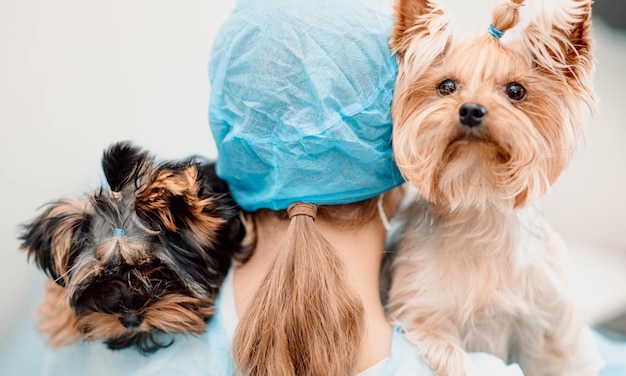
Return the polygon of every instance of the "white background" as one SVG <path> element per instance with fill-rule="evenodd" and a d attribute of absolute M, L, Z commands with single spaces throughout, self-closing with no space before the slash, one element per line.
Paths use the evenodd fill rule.
<path fill-rule="evenodd" d="M 129 139 L 160 158 L 216 156 L 208 57 L 233 3 L 0 0 L 0 338 L 31 314 L 42 278 L 18 251 L 18 226 L 48 201 L 99 187 L 103 148 Z M 441 3 L 464 20 L 490 13 Z M 596 26 L 600 111 L 542 200 L 572 246 L 593 321 L 626 309 L 626 34 Z"/>
<path fill-rule="evenodd" d="M 217 156 L 208 56 L 233 4 L 0 0 L 0 334 L 40 282 L 18 251 L 19 224 L 99 187 L 106 146 Z"/>

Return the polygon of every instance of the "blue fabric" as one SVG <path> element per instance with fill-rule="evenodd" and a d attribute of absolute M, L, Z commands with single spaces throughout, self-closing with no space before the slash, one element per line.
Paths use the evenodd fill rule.
<path fill-rule="evenodd" d="M 43 283 L 43 279 L 42 279 Z M 79 342 L 49 348 L 37 333 L 33 312 L 43 299 L 41 283 L 30 293 L 14 330 L 1 338 L 0 375 L 3 376 L 231 376 L 233 362 L 219 298 L 216 313 L 200 336 L 177 335 L 174 344 L 143 356 L 134 349 L 111 351 L 106 345 Z"/>
<path fill-rule="evenodd" d="M 134 349 L 111 351 L 101 343 L 81 342 L 69 347 L 48 348 L 44 354 L 31 353 L 30 356 L 34 362 L 42 359 L 41 372 L 34 374 L 42 376 L 234 374 L 230 338 L 225 333 L 219 300 L 216 314 L 204 334 L 177 335 L 170 347 L 160 349 L 152 355 L 144 356 Z"/>
<path fill-rule="evenodd" d="M 604 360 L 604 368 L 598 376 L 626 375 L 626 341 L 624 337 L 606 335 L 602 331 L 594 332 L 598 351 Z"/>
<path fill-rule="evenodd" d="M 232 295 L 232 286 L 229 287 Z M 78 343 L 74 346 L 49 349 L 34 328 L 32 311 L 41 299 L 41 291 L 33 293 L 33 301 L 26 308 L 23 320 L 14 331 L 2 338 L 0 349 L 0 375 L 48 376 L 106 376 L 106 375 L 233 375 L 230 355 L 230 337 L 225 327 L 224 300 L 226 290 L 216 302 L 216 313 L 204 334 L 179 335 L 172 346 L 150 356 L 126 349 L 110 351 L 98 343 Z M 229 297 L 232 303 L 232 296 Z M 231 308 L 230 310 L 232 310 Z M 231 318 L 232 320 L 232 318 Z M 596 340 L 606 367 L 599 376 L 626 375 L 626 342 L 611 340 L 596 332 Z M 518 375 L 516 367 L 505 367 L 501 360 L 485 353 L 470 354 L 483 376 Z M 364 376 L 431 375 L 414 345 L 404 339 L 396 328 L 391 348 L 391 358 L 377 372 Z M 380 372 L 378 372 L 380 370 Z M 518 375 L 519 376 L 519 375 Z"/>
<path fill-rule="evenodd" d="M 211 52 L 209 120 L 245 210 L 343 204 L 403 182 L 382 0 L 239 0 Z"/>
<path fill-rule="evenodd" d="M 232 276 L 232 273 L 228 278 Z M 228 325 L 236 325 L 233 315 L 234 296 L 232 280 L 225 283 L 216 300 L 215 315 L 204 334 L 200 336 L 178 335 L 174 344 L 161 349 L 155 354 L 143 356 L 133 349 L 111 351 L 101 343 L 81 342 L 73 346 L 58 349 L 44 349 L 42 339 L 31 332 L 31 340 L 37 342 L 36 351 L 28 351 L 27 346 L 19 350 L 28 353 L 30 365 L 12 364 L 8 369 L 12 373 L 24 374 L 25 369 L 35 369 L 38 361 L 41 372 L 31 373 L 43 376 L 170 376 L 170 375 L 234 375 L 234 365 L 230 352 L 232 333 Z M 44 351 L 43 354 L 39 353 Z M 471 354 L 482 376 L 521 376 L 516 366 L 507 367 L 504 363 L 488 354 Z M 8 360 L 2 359 L 1 360 Z M 6 363 L 3 365 L 6 366 Z M 0 367 L 0 371 L 3 367 Z M 432 376 L 433 373 L 419 356 L 417 348 L 408 342 L 400 328 L 395 328 L 391 346 L 391 356 L 366 370 L 361 376 L 397 376 L 415 375 Z"/>

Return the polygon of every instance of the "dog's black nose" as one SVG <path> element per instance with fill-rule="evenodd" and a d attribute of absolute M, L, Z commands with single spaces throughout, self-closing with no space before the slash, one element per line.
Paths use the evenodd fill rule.
<path fill-rule="evenodd" d="M 478 103 L 465 103 L 459 110 L 461 124 L 466 127 L 479 126 L 487 115 L 487 109 Z"/>
<path fill-rule="evenodd" d="M 137 329 L 141 322 L 143 321 L 143 317 L 137 313 L 129 313 L 126 316 L 120 317 L 120 322 L 127 329 Z"/>

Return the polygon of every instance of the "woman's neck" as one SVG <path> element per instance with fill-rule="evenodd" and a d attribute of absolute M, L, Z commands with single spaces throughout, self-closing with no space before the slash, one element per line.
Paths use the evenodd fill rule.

########################################

→ THE PROBLEM
An exact copy of every entry, without pictures, should be your output.

→ WORKED SOLUTION
Return the polygon of every instance of the "white background" as one SVG <path> element per instance with fill-rule="evenodd" and a d attribute of absolute M, L, Z commands with single spaces throughout, self-closing with no space before the slash, one element per line.
Paths use the evenodd fill rule.
<path fill-rule="evenodd" d="M 129 139 L 160 158 L 216 156 L 208 57 L 233 3 L 0 0 L 0 338 L 31 314 L 42 278 L 18 251 L 18 226 L 48 201 L 99 187 L 103 148 Z M 441 3 L 464 20 L 490 13 Z M 596 26 L 600 111 L 542 200 L 572 246 L 593 321 L 626 309 L 626 34 Z"/>
<path fill-rule="evenodd" d="M 217 156 L 208 56 L 233 4 L 0 0 L 0 334 L 40 282 L 18 251 L 19 224 L 99 187 L 106 146 Z"/>

Return the polygon of every instance of the "blue fabric" as one SVG <path> element per instance with fill-rule="evenodd" and a d attribute of absolute M, L, Z commands with single spaces throughout, self-closing with no space before the slash, one element per line.
Paths use the evenodd fill rule.
<path fill-rule="evenodd" d="M 43 283 L 43 279 L 42 279 Z M 79 342 L 49 348 L 37 333 L 33 312 L 43 299 L 41 283 L 30 293 L 14 330 L 1 338 L 0 375 L 3 376 L 231 376 L 233 362 L 219 298 L 216 313 L 200 336 L 177 335 L 174 344 L 143 356 L 134 349 L 111 351 L 106 345 Z"/>
<path fill-rule="evenodd" d="M 134 349 L 111 351 L 101 343 L 81 342 L 69 347 L 48 348 L 44 354 L 31 353 L 30 356 L 34 362 L 42 359 L 41 372 L 34 374 L 42 376 L 234 374 L 230 338 L 225 333 L 219 300 L 216 314 L 204 334 L 177 335 L 170 347 L 160 349 L 152 355 L 144 356 Z"/>
<path fill-rule="evenodd" d="M 604 360 L 604 368 L 598 376 L 626 375 L 626 341 L 624 337 L 606 335 L 602 331 L 594 332 L 598 351 Z"/>
<path fill-rule="evenodd" d="M 232 295 L 232 286 L 229 287 Z M 78 343 L 74 346 L 49 349 L 34 328 L 32 311 L 41 299 L 41 291 L 33 293 L 33 301 L 26 308 L 23 320 L 14 331 L 2 338 L 0 349 L 0 375 L 48 376 L 106 376 L 106 375 L 233 375 L 230 355 L 230 337 L 225 327 L 224 300 L 226 290 L 216 302 L 216 313 L 204 334 L 179 335 L 172 346 L 150 356 L 126 349 L 110 351 L 98 343 Z M 229 297 L 232 303 L 232 296 Z M 231 308 L 230 310 L 232 310 Z M 231 318 L 232 320 L 232 318 Z M 596 340 L 606 367 L 599 376 L 626 375 L 626 342 L 611 340 L 596 332 Z M 518 375 L 516 367 L 505 367 L 501 360 L 485 353 L 470 354 L 483 376 Z M 364 376 L 431 375 L 414 345 L 404 339 L 396 328 L 391 348 L 391 358 L 377 372 Z M 380 372 L 378 372 L 380 370 Z M 518 375 L 519 376 L 519 375 Z"/>
<path fill-rule="evenodd" d="M 211 52 L 209 120 L 245 210 L 343 204 L 403 182 L 382 0 L 239 0 Z"/>
<path fill-rule="evenodd" d="M 232 276 L 232 273 L 228 278 Z M 228 325 L 236 325 L 233 315 L 234 296 L 232 280 L 225 283 L 216 300 L 215 315 L 204 334 L 200 336 L 178 335 L 174 344 L 161 349 L 155 354 L 143 356 L 133 349 L 111 351 L 101 343 L 81 342 L 73 346 L 58 349 L 44 349 L 42 339 L 31 332 L 31 340 L 37 342 L 36 351 L 28 351 L 27 346 L 19 350 L 28 353 L 30 365 L 12 364 L 8 369 L 12 373 L 24 374 L 25 369 L 35 369 L 38 361 L 41 372 L 31 373 L 43 376 L 170 376 L 170 375 L 234 375 L 234 365 L 230 352 L 232 333 Z M 44 351 L 43 354 L 39 353 Z M 471 354 L 482 376 L 521 376 L 516 366 L 507 367 L 504 363 L 488 354 Z M 8 360 L 2 359 L 1 360 Z M 6 363 L 3 365 L 6 366 Z M 0 367 L 0 371 L 3 367 Z M 432 376 L 433 373 L 419 356 L 417 348 L 408 342 L 400 328 L 395 328 L 391 346 L 391 356 L 366 370 L 361 376 L 397 376 L 415 375 Z"/>

Return the polygon of every instance of the "dog's black nose" as one SVG <path> element per instance with fill-rule="evenodd" and a d attribute of absolute M, L, Z commands with single spaces throughout, self-closing with no space before the slash, one element per line.
Paths use the evenodd fill rule.
<path fill-rule="evenodd" d="M 478 103 L 465 103 L 459 110 L 461 124 L 466 127 L 479 126 L 487 115 L 487 109 Z"/>
<path fill-rule="evenodd" d="M 137 329 L 141 322 L 143 321 L 143 317 L 137 313 L 129 313 L 126 316 L 120 317 L 120 322 L 127 329 Z"/>

Return the polygon of every instance of the "woman's neck" as one SVG <path> element per instance with fill-rule="evenodd" and a d attribute of absolute M, L, Z commands with single spaces throughout, self-closing with no space before the slash, one element per line.
Paths use the evenodd fill rule.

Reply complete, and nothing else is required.